Set down every entry again exactly as it stands below.

• Entries supplied

──────

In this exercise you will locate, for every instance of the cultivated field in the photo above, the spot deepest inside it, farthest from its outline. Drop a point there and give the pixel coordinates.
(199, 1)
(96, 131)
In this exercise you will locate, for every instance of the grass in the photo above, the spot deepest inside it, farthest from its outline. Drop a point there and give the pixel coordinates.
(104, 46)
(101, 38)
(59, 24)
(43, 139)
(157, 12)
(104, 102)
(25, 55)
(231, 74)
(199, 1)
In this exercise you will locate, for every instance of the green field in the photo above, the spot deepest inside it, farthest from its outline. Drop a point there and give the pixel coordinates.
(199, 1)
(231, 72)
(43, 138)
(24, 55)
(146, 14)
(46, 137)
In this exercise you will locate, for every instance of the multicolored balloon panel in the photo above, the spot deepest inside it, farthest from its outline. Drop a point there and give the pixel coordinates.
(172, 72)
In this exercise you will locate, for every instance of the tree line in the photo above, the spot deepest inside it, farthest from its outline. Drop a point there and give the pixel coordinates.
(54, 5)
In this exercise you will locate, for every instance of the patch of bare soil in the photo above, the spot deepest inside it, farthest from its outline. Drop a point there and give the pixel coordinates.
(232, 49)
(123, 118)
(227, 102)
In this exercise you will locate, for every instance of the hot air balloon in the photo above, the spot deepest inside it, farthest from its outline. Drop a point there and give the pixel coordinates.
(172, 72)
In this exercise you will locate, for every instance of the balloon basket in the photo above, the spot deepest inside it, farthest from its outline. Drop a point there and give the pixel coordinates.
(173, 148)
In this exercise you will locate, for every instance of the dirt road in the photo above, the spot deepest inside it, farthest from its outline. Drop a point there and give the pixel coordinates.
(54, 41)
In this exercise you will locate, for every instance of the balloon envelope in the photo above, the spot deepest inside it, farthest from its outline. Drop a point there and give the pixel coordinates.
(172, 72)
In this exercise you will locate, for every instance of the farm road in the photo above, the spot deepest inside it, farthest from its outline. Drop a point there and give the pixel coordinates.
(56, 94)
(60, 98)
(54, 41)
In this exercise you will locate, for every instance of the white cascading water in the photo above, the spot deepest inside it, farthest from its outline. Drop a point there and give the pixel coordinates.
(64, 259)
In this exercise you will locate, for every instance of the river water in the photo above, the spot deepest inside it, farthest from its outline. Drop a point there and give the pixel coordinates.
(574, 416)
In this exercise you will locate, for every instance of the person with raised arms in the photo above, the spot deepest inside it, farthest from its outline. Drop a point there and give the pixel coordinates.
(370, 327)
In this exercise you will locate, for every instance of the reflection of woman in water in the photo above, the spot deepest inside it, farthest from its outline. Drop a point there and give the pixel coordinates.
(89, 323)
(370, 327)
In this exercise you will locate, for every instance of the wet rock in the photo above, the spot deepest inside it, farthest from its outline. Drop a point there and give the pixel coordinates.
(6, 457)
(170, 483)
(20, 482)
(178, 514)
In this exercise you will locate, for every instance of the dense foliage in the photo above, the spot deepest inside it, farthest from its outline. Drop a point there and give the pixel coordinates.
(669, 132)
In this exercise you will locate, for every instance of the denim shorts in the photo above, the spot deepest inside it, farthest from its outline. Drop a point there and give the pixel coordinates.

──────

• Problem solution
In this exercise you will locate, for every instance of the cultivated field in the photo above, the spot deepest inside it, farthest from its outline. Drop a point there and give the pixel coordinates.
(199, 1)
(96, 131)
In this exercise you will locate, for every instance of the grass in the photo above, the spot deepest inside it, farthest from its outline. Drop a point there and give the pixel coordinates.
(104, 46)
(101, 38)
(59, 24)
(43, 139)
(157, 12)
(104, 102)
(25, 55)
(231, 74)
(199, 1)
In this exercise you will locate, for every instance of the green field in the photo above, the spot deepest inside it, farthest from its outline. Drop a point there and give the pixel coordinates.
(199, 1)
(231, 72)
(43, 138)
(24, 55)
(146, 14)
(46, 137)
In this exercise you will locate, for every instance of the multicolored balloon panel in the photo above, the spot deepest inside it, farthest from its outline. Drop a point there and give the pixel coordinates.
(172, 72)
In this exercise you will locate, for every instance of the tree line in the photo above, the spot deepest inside it, farthest from its outline. Drop a point there and give the pixel coordinates.
(54, 5)
In this exercise you will locate, for every instance of the patch of bare soil in the photo above, the spot deepest inside it, farthest from its outline. Drop a point there and give the pixel coordinates.
(232, 49)
(123, 118)
(227, 102)
In this exercise you will locate, for every instance of the hot air balloon in the photo above, the spot deepest inside it, farthest from its outline. Drop a point there and give the pixel coordinates.
(172, 72)
In this exercise you will locate, for every instance of the balloon basket in the photo above, the spot deepest inside it, farthest from its outline. Drop a point there and give the pixel coordinates.
(173, 148)
In this exercise you will locate, for every instance of the dirt road in the photo above, the spot deepest inside it, farthest from its outline. Drop a point there and give the pixel coordinates.
(54, 41)
In this exercise you will locate, for every instance of the balloon envelope in the photo above, the spot deepest inside it, farthest from its outline. Drop a point there and give the pixel coordinates.
(172, 72)
In this exercise you will locate, for every instance of the farm road in the photo above, the spot deepest inside it, farthest from its outline. Drop a point there and give the pixel coordinates.
(56, 94)
(60, 98)
(54, 41)
In this exercise you will locate, for every instance of the white cascading water in the photo above, the spot deepest inside it, farthest from its outline. Drop a point there and give the pixel coordinates.
(64, 259)
In this exercise you will locate, for every instance of the river water in the photo above, the spot deepest inside it, farthest from its outline. Drop a point there and give the pixel coordinates.
(574, 416)
In this exercise you will locate, for every instance of the person with raised arms in the photo above, the spot deepest inside it, farthest from its outline. Drop a point there and give the pixel coordinates.
(370, 327)
In this exercise you will locate, for every instance of the reflection of woman in water in the photo above, the spot deepest inside it, farthest from its outline. Drop a point there and give the pixel coordinates.
(89, 323)
(370, 327)
In this exercise you will locate, for every instance of the wet rock in the photo above, the spot deepest inside it, farthest from its outline. Drop a point there and give the pixel coordinates.
(6, 457)
(170, 483)
(20, 482)
(178, 514)
In this exercise you will locate, for every instance of the dense foliage in the photo above, the spot deepest inside it, farthest from its outline. Drop a point there and give the pixel coordinates.
(669, 132)
In this exercise you will locate, for every instance of the denim shorts in the photo above, the spot deepest inside it, farthest from its outline. Drop a point there and give the pixel coordinates.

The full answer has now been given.